### TASKS FOR THIS EXERCISE
**A)** Summarize the passage about Australia and its slang in two sentences.
**B)** Retype the stretch of the passage about Australia and its slang from "Australia is, as" through "hits the unsuspecting.".

Australia is, as we all know, a beautiful, mysterious place. It’s a place where some of Earth’s most incredible (and horrifying) creatures dwell, where people's closest neighbours are often a half-hour drive away, and where the entire country’s natural thermostat is constantly set at Oh Crapola Degrees Fahrenheit.
Living quite a darn distance away from most of us, the proud and noble people of Australia have their share of curious customs. They’re patriotic— and slightly isolated—people, who don’t need anybody’s approval.
Visitors and non-natives are often tripped up by one particular aspect of Australian culture: the slang. The first Australians to settle in the country sailed over from Britain, and over the years, they’ve done all kinds of magnificent things to the English language. Check out some of these hilarious posts to see what happens when Australian slang hits the unsuspecting.

### SUPPLIED MATERIAL
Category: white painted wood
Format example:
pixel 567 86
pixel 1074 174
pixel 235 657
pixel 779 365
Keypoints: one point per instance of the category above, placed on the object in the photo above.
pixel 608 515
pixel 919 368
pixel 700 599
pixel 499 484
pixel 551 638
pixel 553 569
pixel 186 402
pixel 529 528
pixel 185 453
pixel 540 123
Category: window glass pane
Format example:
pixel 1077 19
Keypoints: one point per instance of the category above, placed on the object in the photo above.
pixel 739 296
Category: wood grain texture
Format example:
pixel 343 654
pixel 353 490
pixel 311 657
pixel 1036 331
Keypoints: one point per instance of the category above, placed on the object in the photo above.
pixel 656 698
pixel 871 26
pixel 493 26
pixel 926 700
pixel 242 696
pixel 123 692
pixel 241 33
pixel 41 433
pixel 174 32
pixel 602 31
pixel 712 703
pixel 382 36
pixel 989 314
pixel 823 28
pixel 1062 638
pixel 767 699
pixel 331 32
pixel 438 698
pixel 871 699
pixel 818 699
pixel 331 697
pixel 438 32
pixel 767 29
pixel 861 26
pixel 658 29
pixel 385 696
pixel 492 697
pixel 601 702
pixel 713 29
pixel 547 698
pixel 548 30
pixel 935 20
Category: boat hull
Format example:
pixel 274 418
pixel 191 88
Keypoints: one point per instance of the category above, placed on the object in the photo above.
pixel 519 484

### ANSWERS GIVEN
**A)** Australia is a beautiful, mysterious place with incredible creatures, distant neighbors, and constant heat, and its patriotic, slightly isolated people have their share of curious customs. Visitors and non-natives are often tripped up by Australian slang, since the English language has been changed in all kinds of ways over the years since the first settlers sailed over from Britain.

**B)**
Australia is, as we all know, a beautiful, mysterious place. It’s a place where some of Earth’s most incredible (and horrifying) creatures dwell, where people's closest neighbours are often a half-hour drive away, and where the entire country’s natural thermostat is constantly set at Oh Crapola Degrees Fahrenheit.
Living quite a darn distance away from most of us, the proud and noble people of Australia have their share of curious customs. They’re patriotic— and slightly isolated—people, who don’t need anybody’s approval.
Visitors and non-natives are often tripped up by one particular aspect of Australian culture: the slang. The first Australians to settle in the country sailed over from Britain, and over the years, they’ve done all kinds of magnificent things to the English language. Check out some of these hilarious posts to see what happens when Australian slang hits the unsuspecting.